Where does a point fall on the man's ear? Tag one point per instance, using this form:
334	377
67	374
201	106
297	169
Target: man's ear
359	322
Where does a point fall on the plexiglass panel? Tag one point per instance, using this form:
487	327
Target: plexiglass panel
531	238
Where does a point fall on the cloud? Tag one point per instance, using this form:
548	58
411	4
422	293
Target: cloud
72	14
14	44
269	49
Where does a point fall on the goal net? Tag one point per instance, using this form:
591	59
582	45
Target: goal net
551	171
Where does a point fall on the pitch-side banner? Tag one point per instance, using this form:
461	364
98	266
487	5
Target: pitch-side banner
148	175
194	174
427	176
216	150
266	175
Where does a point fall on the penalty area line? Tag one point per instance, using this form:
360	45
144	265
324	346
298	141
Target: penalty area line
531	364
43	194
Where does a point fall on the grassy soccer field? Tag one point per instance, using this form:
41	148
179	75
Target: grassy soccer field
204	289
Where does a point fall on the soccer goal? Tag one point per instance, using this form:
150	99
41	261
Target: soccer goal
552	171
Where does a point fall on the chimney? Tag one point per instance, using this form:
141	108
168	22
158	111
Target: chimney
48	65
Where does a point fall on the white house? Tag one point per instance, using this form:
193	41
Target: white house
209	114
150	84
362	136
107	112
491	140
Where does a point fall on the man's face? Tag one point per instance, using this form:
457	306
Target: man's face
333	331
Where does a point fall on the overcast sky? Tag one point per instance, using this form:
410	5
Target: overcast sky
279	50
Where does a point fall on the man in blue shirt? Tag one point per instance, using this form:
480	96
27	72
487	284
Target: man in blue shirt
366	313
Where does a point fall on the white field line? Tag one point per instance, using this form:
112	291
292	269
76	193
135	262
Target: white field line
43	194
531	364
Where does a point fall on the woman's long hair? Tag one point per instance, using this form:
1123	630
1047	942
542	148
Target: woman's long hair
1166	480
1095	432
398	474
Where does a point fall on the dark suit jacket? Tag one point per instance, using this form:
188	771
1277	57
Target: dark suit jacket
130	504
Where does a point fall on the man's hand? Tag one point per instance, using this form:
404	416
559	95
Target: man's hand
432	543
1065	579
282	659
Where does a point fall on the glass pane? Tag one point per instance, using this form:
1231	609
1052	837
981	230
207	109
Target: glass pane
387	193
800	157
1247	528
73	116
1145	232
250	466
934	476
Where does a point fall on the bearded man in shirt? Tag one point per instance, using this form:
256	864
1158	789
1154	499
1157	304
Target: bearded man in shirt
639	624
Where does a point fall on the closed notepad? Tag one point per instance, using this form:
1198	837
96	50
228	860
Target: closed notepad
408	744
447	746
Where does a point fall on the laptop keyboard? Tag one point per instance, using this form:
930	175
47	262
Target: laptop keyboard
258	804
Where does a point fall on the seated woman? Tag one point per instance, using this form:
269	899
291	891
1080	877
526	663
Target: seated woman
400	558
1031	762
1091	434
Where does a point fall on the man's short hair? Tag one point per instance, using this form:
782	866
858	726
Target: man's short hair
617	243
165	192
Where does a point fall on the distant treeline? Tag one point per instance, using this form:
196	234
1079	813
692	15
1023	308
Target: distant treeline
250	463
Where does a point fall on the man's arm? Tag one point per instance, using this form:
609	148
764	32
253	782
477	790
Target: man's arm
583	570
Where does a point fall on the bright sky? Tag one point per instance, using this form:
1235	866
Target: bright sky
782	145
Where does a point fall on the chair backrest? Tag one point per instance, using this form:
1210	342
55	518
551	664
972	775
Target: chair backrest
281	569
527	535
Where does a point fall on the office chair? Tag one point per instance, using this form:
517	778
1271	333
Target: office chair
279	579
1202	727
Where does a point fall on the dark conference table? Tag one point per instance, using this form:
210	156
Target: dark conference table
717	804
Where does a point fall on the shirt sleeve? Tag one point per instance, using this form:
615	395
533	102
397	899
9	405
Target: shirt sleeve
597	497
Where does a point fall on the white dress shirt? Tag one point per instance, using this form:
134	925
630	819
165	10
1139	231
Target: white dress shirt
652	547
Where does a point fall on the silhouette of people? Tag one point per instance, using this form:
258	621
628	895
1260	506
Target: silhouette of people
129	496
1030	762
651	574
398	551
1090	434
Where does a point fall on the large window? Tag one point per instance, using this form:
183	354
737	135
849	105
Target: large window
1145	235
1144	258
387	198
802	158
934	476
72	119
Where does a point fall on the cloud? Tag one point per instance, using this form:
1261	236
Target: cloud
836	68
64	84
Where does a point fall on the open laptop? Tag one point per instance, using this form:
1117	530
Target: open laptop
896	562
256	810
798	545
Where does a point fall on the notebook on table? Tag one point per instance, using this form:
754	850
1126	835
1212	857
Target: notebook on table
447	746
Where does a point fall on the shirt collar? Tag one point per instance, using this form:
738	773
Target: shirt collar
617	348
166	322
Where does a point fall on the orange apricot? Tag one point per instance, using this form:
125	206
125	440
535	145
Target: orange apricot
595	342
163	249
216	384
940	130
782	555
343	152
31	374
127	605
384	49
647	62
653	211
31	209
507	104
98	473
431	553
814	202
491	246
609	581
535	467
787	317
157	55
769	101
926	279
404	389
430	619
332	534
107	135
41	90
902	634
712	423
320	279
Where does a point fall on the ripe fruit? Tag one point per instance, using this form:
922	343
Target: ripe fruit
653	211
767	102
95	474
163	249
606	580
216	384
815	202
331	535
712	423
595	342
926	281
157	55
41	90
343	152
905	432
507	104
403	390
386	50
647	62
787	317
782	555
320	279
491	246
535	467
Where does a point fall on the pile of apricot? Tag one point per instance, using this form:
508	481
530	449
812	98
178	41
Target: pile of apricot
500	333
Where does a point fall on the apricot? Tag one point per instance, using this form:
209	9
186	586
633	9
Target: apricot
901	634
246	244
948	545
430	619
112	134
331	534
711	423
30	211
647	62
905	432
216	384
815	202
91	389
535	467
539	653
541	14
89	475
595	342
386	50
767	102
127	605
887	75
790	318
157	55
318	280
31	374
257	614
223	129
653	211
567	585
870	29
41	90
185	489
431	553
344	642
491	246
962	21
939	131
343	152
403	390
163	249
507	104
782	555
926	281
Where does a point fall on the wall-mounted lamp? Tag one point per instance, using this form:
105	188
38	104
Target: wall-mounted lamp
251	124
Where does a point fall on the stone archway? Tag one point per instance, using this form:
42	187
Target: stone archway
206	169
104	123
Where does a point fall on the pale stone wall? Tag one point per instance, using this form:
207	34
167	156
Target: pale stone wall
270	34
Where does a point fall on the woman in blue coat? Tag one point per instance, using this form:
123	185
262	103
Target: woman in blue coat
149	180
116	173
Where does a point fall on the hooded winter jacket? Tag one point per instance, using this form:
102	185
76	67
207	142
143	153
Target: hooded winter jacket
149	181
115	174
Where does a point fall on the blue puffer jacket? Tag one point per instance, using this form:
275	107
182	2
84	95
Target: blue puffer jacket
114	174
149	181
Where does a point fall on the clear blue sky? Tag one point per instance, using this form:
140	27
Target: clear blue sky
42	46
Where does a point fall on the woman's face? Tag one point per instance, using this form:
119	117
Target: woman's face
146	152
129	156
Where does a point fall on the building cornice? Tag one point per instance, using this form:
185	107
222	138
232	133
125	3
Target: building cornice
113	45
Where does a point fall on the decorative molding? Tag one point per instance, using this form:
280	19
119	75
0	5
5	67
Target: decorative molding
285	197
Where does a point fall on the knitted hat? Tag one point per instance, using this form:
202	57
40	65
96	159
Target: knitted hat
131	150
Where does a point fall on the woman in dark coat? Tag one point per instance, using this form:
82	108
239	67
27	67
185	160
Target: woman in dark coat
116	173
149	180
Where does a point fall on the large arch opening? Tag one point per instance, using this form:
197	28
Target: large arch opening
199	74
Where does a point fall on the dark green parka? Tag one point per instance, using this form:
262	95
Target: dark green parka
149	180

__Problem details__: Go through the records and repeat each one exactly as written.

__Answer box__:
Where does a point fall on the man's ear? Tag one point per instance, using this form:
334	377
67	374
201	106
297	169
Target: man's ear
359	322
Where does a point fall on the plexiglass panel? Tag one point per instance, using this form:
487	327
Target: plexiglass panel
531	238
Where does a point fall on the cloud? Tag one point per instance, using this form:
548	58
411	4
422	293
Target: cloud
72	14
14	44
269	49
Where does a point fall on the goal net? Tag one point per instance, using this form:
591	59
582	45
Target: goal net
551	171
Where does a point fall on the pitch-side banner? Tag one point per instance, using this form:
461	364
98	266
487	5
Target: pitch-side banner
148	175
194	174
427	176
216	150
266	175
Where does a point fall on the penalty area line? Tag one point per instance, using this form:
360	45
144	265
324	346
298	141
Target: penalty area line
531	364
43	194
Where does a point fall on the grassy soccer field? Tag one point per instance, using this form:
41	148
179	75
Target: grassy soccer field
204	289
Where does a point fall on the soccer goal? Tag one point per instance, using this form:
150	99
41	261
Target: soccer goal
552	171
Where does a point fall on the chimney? Tag one point per instance, using this form:
141	108
168	22
158	111
Target: chimney
48	65
Where does a point fall on the white house? Tag one point per instance, using this form:
193	41
Target: white house
209	114
150	84
362	136
107	112
491	140
Where does a point fall on the man's face? Tag one point per instance, using this form:
457	306
Target: man's face
333	331
Where does a point fall on the overcast sky? Tag one point per instance, using this form:
410	5
Target: overcast sky
279	50
Where does a point fall on the man in blue shirt? Tag one point per instance, using this form:
480	96
27	72
487	284
Target: man in blue shirt
366	313
Where does a point fall on the white field line? Tag one point per instance, using this form:
112	291
292	269
76	193
135	262
Target: white field line
43	194
531	364
Where does a point fall on the woman's long hair? Tag one point per instance, using this form:
1123	630
1047	942
542	148
Target: woman's long hair
1166	480
1095	432
398	474
Where does a point fall on the dark suit jacket? Tag one point per instance, using this form:
188	771
1277	57
Target: dark suit jacket
130	504
Where does a point fall on the man's hand? Tag one point per instance, using this form:
404	416
559	95
Target: man's hand
432	543
1065	579
282	659
Where does a point fall on the glass pane? Tag one point per instance, using this form:
1231	609
1052	837
981	230
207	109
Target: glass pane
387	193
800	157
1247	528
73	116
1145	232
250	466
934	476
Where does a point fall on the bearded man in shirt? Tag one point per instance, using this form:
256	864
1158	789
1154	499
1157	304
Target: bearded man in shirt
639	624
Where does a point fall on the closed notepad? Tag one point per instance, using this form:
1198	837
96	50
228	860
Target: closed notepad
408	744
447	746
Where does a point fall on the laptop keyboard? Tag one point per instance, using this form:
930	175
47	262
Target: laptop keyboard
258	804
Where does a point fall on the seated woman? Tag one point per instance, using this form:
269	899
291	891
1080	877
526	663
Target: seated woman
400	558
1031	762
1091	434
Where does a point fall on the man's short hair? Tag one point per instance, using this form:
782	866
858	726
Target: man's short hair
617	243
165	192
Where does a point fall on the distant treeline? Tag one point per instance, using this form:
196	234
1079	813
692	15
1023	308
Target: distant treeline
250	463
Where does a point fall on the man's arm? Tag one point per instance, using this form:
609	148
764	32
253	782
477	790
Target: man's arm
583	570
Where does a point fall on the bright sky? Tag one point per instance, using this form:
1235	866
Target: bright sky
782	145
Where does a point fall on the chair backrest? Tag one point per instance, using this form:
1210	342
55	518
551	664
972	775
Target: chair backrest
281	569
527	535
Where does a point fall on the office chair? Tag one point per instance, using this form:
517	778
1271	333
Target: office chair
279	579
1202	727
Where does a point fall on the dark conference table? Tag one point per instance, using this form:
210	156
Target: dark conference table
717	804
Where does a point fall on the shirt sleeve? Tag one point per instance, using this form:
615	395
533	102
397	899
9	405
Target: shirt sleeve
597	497
Where does a point fall on the white dress shirt? Tag one point per instance, using this form:
134	925
630	819
165	10
1139	231
Target: white dress shirt
652	547
Where does a point fall on the silhouette of people? Tag one point per instance, using this form:
258	621
628	895
1260	506
Target: silhouette of people
129	496
1030	762
651	574
398	551
1090	434
Where does a point fall on the large window? Tag one point per instance, using this form:
183	354
737	135
849	105
Target: large window
1145	235
1144	258
387	198
802	158
934	476
72	119
Where does a point fall on the cloud? Tag one point per instance, using this form:
1261	236
Target: cloud
836	68
64	84
Where does a point fall on the open laptop? Tag one point per instance, using this form:
1117	530
Target: open laptop
896	562
256	810
798	545
Where does a point fall on the notebook on table? Tag one point per instance, using this form:
754	850
1126	835
1212	857
Target: notebook on table
447	746
Where does a point fall on the shirt collar? Tag one point per instance, using this form:
738	773
Target: shirt collar
617	348
166	322
Where does a point fall on the orange apricot? Tag one point per instance, using this form:
125	206
125	440
535	145
Target: orange apricot
595	342
163	249
216	384
940	130
782	555
343	152
31	374
127	605
384	49
647	62
653	211
31	209
507	104
98	473
431	553
814	202
491	246
609	581
535	467
787	317
157	55
769	101
926	279
404	389
430	619
332	534
107	135
41	90
902	634
712	423
320	279
Where does a point fall on the ripe fruit? Tag one point per instance, using this form:
922	343
Target: ripe fruit
653	211
767	102
95	474
163	249
606	580
216	384
815	202
331	535
712	423
595	342
926	281
157	55
41	90
343	152
905	432
507	104
403	390
386	50
647	62
787	317
782	555
320	279
491	246
535	467
Where does a point fall on the pile of apricot? Tag one point per instance, using this form:
508	481
530	449
812	98
178	41
Target: pile of apricot
500	333
Where does a point fall on the apricot? Tag one point per instance, using this form:
209	9
186	586
633	9
Target: apricot
901	634
246	244
948	545
430	619
112	134
331	534
711	423
30	211
647	62
905	432
216	384
815	202
91	389
535	467
539	653
541	14
89	475
595	342
386	50
767	102
127	605
887	75
790	318
157	55
318	280
31	374
257	614
223	129
653	211
567	585
870	29
41	90
185	489
431	553
344	642
491	246
962	21
939	131
343	152
403	390
163	249
507	104
782	555
926	281
Where does a point fall on the wall-mounted lamp? Tag one point per instance, using this form:
105	188
38	104
Target: wall-mounted lamp
251	124
Where does a point fall on the stone archway? Tag one point per instance, using this form:
42	187
Target: stone archway
206	169
104	123
Where does a point fall on the pale stone wall? Tag one point per instance, using this form:
207	34
167	156
Target: pale stone wall
270	34
Where does a point fall on the woman in blue coat? Tag one point per instance, using this form:
123	185
262	103
Target: woman in blue coat
149	180
116	173
Where does a point fall on the hooded winter jacket? Tag one point per instance, using this form:
102	185
76	67
207	142
143	153
Target: hooded winter jacket
149	181
115	174
Where does a point fall on the blue puffer jacket? Tag one point per instance, using this form:
275	107
182	2
84	95
Target: blue puffer jacket
114	174
149	181
Where does a point fall on the clear blue sky? Tag one point per instance, using this form:
140	27
Target: clear blue sky
42	46
Where does a point fall on the woman's face? Tag one point per instance, using this form:
119	117
Target: woman's face
146	152
129	156
Where does a point fall on the building cornice? Tag one point per instance, using this form:
185	107
222	138
232	133
125	3
Target: building cornice
113	45
Where does a point fall on the decorative molding? Tag one point per instance, using this form:
280	19
119	75
0	5
5	67
Target: decorative molding
285	197
Where does a point fall on the knitted hat? Tag one point per instance, using this form:
202	57
40	65
96	159
Target: knitted hat
131	150
Where does a point fall on the woman in dark coat? Tag one point per instance, using this form:
82	108
239	67
27	67
185	160
Target: woman in dark coat
116	173
149	180
Where does a point fall on the large arch opening? Tag one point per instance, using this form:
197	28
Target: large arch opening
199	74
Where does a point fall on the dark green parka? Tag one point per instance, using this form:
262	95
Target: dark green parka
149	180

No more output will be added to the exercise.